==== Records for the task

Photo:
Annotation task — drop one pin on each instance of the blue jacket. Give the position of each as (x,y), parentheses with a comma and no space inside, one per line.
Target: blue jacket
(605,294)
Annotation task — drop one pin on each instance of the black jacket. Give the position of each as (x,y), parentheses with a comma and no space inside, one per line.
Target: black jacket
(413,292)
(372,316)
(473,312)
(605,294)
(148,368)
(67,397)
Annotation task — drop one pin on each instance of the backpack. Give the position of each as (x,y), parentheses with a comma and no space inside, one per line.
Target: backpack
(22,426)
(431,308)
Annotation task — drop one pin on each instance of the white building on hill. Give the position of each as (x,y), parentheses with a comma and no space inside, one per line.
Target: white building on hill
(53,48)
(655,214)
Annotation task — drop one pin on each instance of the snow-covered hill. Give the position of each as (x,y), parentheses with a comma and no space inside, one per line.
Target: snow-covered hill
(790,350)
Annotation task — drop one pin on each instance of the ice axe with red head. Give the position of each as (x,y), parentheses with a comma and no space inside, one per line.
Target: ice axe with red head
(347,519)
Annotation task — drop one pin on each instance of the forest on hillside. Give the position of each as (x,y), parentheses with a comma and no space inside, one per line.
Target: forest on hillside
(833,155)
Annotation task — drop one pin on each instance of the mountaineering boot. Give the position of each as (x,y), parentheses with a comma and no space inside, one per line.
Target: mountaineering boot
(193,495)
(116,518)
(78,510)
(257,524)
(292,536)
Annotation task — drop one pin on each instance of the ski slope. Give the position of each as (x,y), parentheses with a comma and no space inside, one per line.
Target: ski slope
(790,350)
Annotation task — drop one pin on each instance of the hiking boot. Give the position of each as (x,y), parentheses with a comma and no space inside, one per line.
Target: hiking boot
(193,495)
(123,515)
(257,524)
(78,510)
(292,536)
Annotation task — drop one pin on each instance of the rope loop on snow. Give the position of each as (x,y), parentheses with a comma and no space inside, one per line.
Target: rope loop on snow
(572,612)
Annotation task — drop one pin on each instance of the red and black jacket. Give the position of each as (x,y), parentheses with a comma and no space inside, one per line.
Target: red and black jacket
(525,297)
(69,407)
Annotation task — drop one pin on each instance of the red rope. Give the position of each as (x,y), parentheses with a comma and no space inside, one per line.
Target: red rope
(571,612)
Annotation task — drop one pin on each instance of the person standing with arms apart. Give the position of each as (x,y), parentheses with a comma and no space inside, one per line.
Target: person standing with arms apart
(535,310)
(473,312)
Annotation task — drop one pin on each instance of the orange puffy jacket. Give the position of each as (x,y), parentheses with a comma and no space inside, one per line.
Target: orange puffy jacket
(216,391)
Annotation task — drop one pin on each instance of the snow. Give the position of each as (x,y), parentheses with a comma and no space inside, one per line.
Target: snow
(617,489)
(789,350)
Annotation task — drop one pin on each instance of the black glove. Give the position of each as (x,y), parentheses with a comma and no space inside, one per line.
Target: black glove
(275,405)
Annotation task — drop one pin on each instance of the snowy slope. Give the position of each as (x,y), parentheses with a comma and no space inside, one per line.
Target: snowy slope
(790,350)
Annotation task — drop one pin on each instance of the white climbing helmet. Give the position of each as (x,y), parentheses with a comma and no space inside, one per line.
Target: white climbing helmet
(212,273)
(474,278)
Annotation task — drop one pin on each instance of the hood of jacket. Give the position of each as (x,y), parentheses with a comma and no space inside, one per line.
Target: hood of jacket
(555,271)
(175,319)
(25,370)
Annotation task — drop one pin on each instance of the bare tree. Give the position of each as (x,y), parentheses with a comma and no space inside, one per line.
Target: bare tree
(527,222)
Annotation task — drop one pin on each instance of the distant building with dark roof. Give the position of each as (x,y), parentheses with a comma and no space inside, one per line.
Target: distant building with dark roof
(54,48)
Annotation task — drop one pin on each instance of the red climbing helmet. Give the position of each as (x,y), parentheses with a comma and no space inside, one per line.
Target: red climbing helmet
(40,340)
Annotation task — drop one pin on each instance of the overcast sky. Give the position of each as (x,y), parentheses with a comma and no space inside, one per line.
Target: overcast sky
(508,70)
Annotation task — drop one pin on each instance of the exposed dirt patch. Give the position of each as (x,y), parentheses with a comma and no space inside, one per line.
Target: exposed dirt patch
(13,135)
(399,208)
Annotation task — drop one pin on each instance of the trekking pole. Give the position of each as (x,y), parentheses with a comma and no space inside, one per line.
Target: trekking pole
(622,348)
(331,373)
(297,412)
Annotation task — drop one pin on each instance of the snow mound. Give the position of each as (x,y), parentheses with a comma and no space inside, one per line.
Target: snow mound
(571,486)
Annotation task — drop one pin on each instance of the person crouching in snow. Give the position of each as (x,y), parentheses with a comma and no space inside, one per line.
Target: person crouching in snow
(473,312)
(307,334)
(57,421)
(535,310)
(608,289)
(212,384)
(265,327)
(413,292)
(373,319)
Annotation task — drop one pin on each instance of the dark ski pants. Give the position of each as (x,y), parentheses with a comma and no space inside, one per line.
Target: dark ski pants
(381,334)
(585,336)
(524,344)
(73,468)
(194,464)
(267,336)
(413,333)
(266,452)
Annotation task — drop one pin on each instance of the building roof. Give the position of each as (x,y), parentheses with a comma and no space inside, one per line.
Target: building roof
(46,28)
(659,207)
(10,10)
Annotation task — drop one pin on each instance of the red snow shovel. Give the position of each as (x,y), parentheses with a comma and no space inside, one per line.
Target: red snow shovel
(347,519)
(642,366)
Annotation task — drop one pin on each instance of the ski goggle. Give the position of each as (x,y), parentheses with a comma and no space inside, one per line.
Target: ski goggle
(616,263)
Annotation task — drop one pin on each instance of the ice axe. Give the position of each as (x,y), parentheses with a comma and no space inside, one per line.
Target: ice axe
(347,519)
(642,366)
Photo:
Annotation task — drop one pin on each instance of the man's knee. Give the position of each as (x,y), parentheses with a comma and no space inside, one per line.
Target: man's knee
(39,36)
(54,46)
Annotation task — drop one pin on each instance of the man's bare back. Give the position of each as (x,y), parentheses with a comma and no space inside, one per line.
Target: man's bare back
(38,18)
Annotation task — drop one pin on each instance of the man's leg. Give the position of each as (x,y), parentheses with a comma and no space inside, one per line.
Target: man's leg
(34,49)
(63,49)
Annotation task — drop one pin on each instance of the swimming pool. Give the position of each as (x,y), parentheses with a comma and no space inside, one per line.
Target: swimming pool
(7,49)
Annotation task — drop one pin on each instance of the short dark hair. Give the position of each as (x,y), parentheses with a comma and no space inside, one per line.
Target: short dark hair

========

- [Aim]
Output the listing above exactly as it appears.

- [The result]
Photo:
Annotation task — drop one pin on each instance of the blue jacket. Give the position of each as (x,y), parentheses with a comma and no space inside, one per line.
Target: blue jacket
(605,294)
Annotation task — drop one pin on each instance of the black jacket. Give the position of each as (x,y), parentheses with a comma and no space inside, one per line.
Target: black jacket
(413,292)
(372,316)
(473,312)
(605,294)
(148,368)
(67,397)
Annotation task — drop one pin on each instance of the backpack. Give the position of each as (x,y), parentheses with a comma and no space inside, one per line.
Target: backpack
(22,426)
(431,308)
Annotation task — drop one pin on each instance of the white building on hill. Give the position of each as (x,y), parentheses with a comma and no space inside, one per line.
Target: white building on hill
(53,48)
(655,214)
Annotation task — drop one pin on each instance of the snow-covered hill. Give the position of each as (x,y), parentheses with a comma and no space inside, one per line.
Target: snow-covered hill
(790,350)
Annotation task — drop one pin on each instance of the ice axe with red head. Give the position of each as (x,y), parentheses with a comma and no space inside, one per line.
Target: ice axe with red head
(347,519)
Annotation task — drop one pin on each instance of the forest on hillside. Give the position of each as (x,y), parentheses with a comma and no space inside, one per line.
Target: forest on hillside
(833,155)
Annotation task — drop one pin on each instance of the mountaineering boot. Give the position of each as (x,y), parentheses with a comma and no space inside, one per line.
Target: mountaineering boot
(193,495)
(116,518)
(78,510)
(257,524)
(292,536)
Annotation task — drop one pin on each instance of the ski slope. Give the position of each as (x,y), parentheses with a comma and no space inside, one per line.
Target: ski slope
(790,350)
Annotation task — drop one pin on each instance of the hiking boot. Give the position of each as (x,y), parentheses with a comma and no space inside, one per line.
Target: hiking boot
(193,495)
(123,515)
(257,524)
(78,510)
(292,536)
Annotation task — drop one pin on each instance of the rope loop on snow. Give the position of each as (x,y), parentheses with a comma and no space inside, one per line.
Target: rope loop on snow
(572,612)
Annotation task — drop one pin on each instance of the red and black jacket. Give the position of each as (x,y), parentheses with a comma and no space inside, one per line.
Target: red and black jacket
(525,297)
(69,407)
Annotation task — drop one pin on each instance of the red rope. Give the position of each as (x,y), parentheses with a comma and no space inside, one per line.
Target: red rope
(571,612)
Annotation task — drop one pin on each instance of the person standing with arms apart. Give the position of each as (x,y), parentheses with a comma and no space inside, one per line.
Target: person standing with arms apart
(535,310)
(473,312)
Annotation task — drop one pin on each instance of the orange puffy jacket. Give the position of each as (x,y), parentheses with a comma and no space inside, one per line.
Target: orange puffy jacket
(216,391)
Annotation task — drop one pin on each instance of the snow. Give the position of each as (x,y), parentheses with a comma and no space inside, one per line.
Target: snow
(617,489)
(789,350)
Annotation task — drop one pin on each instance of the black glove. Give the position of each as (x,y), parentheses with a comma and no space inside, one per line.
Target: black glove
(275,405)
Annotation task — drop one pin on each instance of the snowy slope. Give the position of each as (x,y), parentheses with a comma and no space inside, one per line.
Target: snowy slope
(790,350)
Annotation task — drop one pin on each instance of the white climbing helmet. Give the position of each as (x,y), parentheses with a comma and no space inside, one per line.
Target: white climbing helmet
(212,273)
(474,278)
Annotation task — drop one pin on each instance of the hood of jacket. Give the position of each as (x,y), parentheses with a comma and no space inside, one per line.
Target: hood of jacket
(555,271)
(175,319)
(25,370)
Annotation task — drop one pin on each instance of the bare tree. Give the position of each as (x,y), parentheses with a comma and no space inside, one per line.
Target: bare tree
(527,222)
Annotation task — drop one pin on each instance of the distant building with dark roof. Give the position of each as (x,y), parentheses with a comma and no space inside, one per line.
Target: distant building with dark roof
(54,48)
Annotation task — drop one pin on each instance of the red climbing helmet. Give the position of each as (x,y), parentheses with a comma and no space inside, one per line.
Target: red climbing helmet
(40,340)
Annotation task — drop one pin on each instance of the overcast sky. Give the position of each as (x,y), parentheses with a comma and no space inside, one per line.
Target: overcast sky
(508,70)
Annotation task — drop one pin on each instance of the exposed dirt patch. Give the position of each as (x,y), parentheses with a comma and no space inside, one per line.
Target: exposed dirt patch
(13,135)
(399,208)
Annotation task — drop one pin on each instance of the trekking pole. Give the position of each as (x,y), parentheses with a comma and no space inside, one per line.
Target: trekking pole
(622,348)
(331,373)
(297,412)
Annotation task — drop one pin on each instance of the snow mound. Give the position of each as (x,y), parentheses with a comma and no space inside, one per line.
Target: snow mound
(571,486)
Annotation task — drop one pin on each instance of the person crouching in snow. Give the position of each as (x,y), parentheses with a comma and no space inside, one per line.
Target: person crouching in snow
(473,312)
(307,334)
(57,421)
(535,310)
(608,289)
(212,384)
(265,327)
(413,292)
(373,319)
Annotation task — drop one pin on each instance of the dark ski pants. Give the position of each as (x,y), parentheses with a comma and no space inside, one per line.
Target: dark ski pants
(381,334)
(585,336)
(524,344)
(73,468)
(194,464)
(267,336)
(413,333)
(266,452)
Annotation task — drop one pin on each instance of the building roof. Give the position of each as (x,y), parentheses with a comma and no space inside, one per line.
Target: building roof
(46,28)
(659,207)
(10,10)
Annotation task — drop one pin on each instance of the red snow shovel. Give the position of each as (x,y), parentheses with a comma and no space inside, one per line.
Target: red snow shovel
(347,519)
(642,366)
Annotation task — drop one pin on each instance of the ski goggle. Give the position of each as (x,y), parentheses with a comma and no space inside, one per line.
Target: ski goggle
(616,263)
Annotation task — drop one pin on each instance of the ice axe. Give the position of each as (x,y), parentheses with a comma and no space inside, one per line.
Target: ice axe
(347,519)
(642,366)
Photo:
Annotation task — drop one pin on each instance of the man's knee. Give the position of each as (x,y), parentheses with a comma and no space inside, one per line.
Target: man's knee
(39,36)
(54,46)
Annotation task — drop one pin on each instance of the man's bare back. Give the position of each as (x,y), parentheses with a comma and no space inside, one per line.
Target: man's bare back
(38,18)
Annotation task — drop one pin on each instance of the man's leg. Give the position of each as (x,y), parentheses with a comma and no space inside, one per line.
Target: man's leg
(34,49)
(63,49)
Annotation task — drop one pin on each instance of the swimming pool. Give the position of each as (x,y), parentheses with a comma and no space inside, one per line.
Target: swimming pool
(7,49)
Annotation task — drop one pin on each instance of the short dark hair. Give the position of each as (x,y), parentheses with a comma and no space inside, one per line.
Target: short dark hair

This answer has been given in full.